## EXERCISE BRIEF
Can you reproduce the lines below word for word, leaving out the pictures?

##########

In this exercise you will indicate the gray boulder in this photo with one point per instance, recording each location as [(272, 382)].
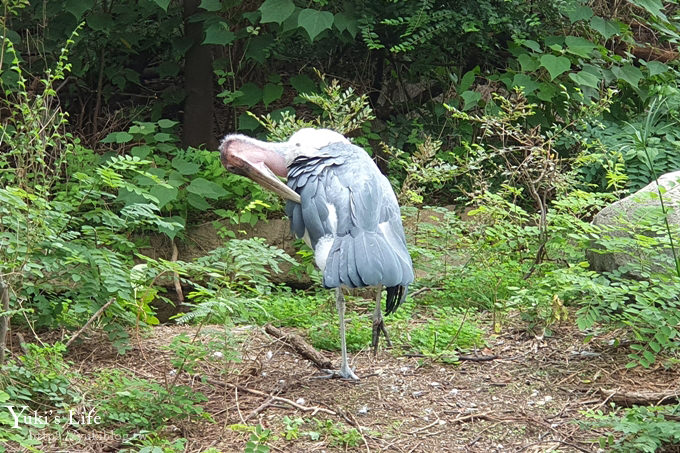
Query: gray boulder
[(632, 233)]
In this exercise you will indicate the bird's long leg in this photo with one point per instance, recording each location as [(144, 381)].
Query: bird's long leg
[(345, 370), (379, 323)]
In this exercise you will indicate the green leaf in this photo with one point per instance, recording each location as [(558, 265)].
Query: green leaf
[(528, 63), (303, 84), (314, 21), (247, 123), (168, 68), (468, 79), (185, 167), (276, 11), (522, 80), (198, 202), (470, 98), (176, 179), (546, 91), (533, 45), (653, 7), (141, 151), (258, 48), (604, 27), (211, 5), (580, 13), (118, 137), (656, 68), (100, 22), (163, 4), (167, 124), (629, 73), (270, 93), (579, 46), (78, 7), (219, 33), (205, 188), (555, 65), (651, 358), (251, 94), (164, 194), (343, 22), (585, 78), (170, 230)]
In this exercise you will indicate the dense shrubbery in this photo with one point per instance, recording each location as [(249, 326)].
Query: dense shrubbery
[(533, 115)]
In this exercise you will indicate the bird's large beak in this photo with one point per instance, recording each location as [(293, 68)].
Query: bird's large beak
[(260, 161)]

##########

## TASK RESULT
In this exercise you will indicate the gray boulder in this photo with one point per instance, recording each location as [(272, 382)].
Query: gray boulder
[(632, 233)]
In this exercise you will indicate the bird's long leg in this photo with one point per instance, recording each location as [(144, 381)].
Query: bird's long leg
[(345, 370), (379, 323)]
In this exercise you will indicate the green leaf in this photo with one point per instance, recording each location as [(558, 265)].
Query: green leaf
[(528, 63), (303, 84), (314, 21), (247, 123), (168, 68), (468, 79), (185, 167), (276, 11), (522, 80), (198, 202), (470, 98), (176, 179), (546, 91), (533, 45), (653, 7), (141, 151), (258, 48), (604, 27), (211, 5), (580, 13), (118, 137), (656, 68), (100, 22), (163, 4), (167, 124), (629, 73), (270, 93), (579, 46), (78, 7), (219, 33), (205, 188), (555, 65), (651, 358), (251, 94), (164, 194), (343, 22), (585, 78), (170, 230)]
In this exercise you will indicate the dense shrubbery in this photo with one point per instance, recording each location as [(249, 326)].
Query: dense shrubbery
[(533, 115)]
In this exercise you will indicate the bird's large beak in this photo with one point per instance, recording each location as [(293, 68)].
Query: bird's large beak
[(260, 161)]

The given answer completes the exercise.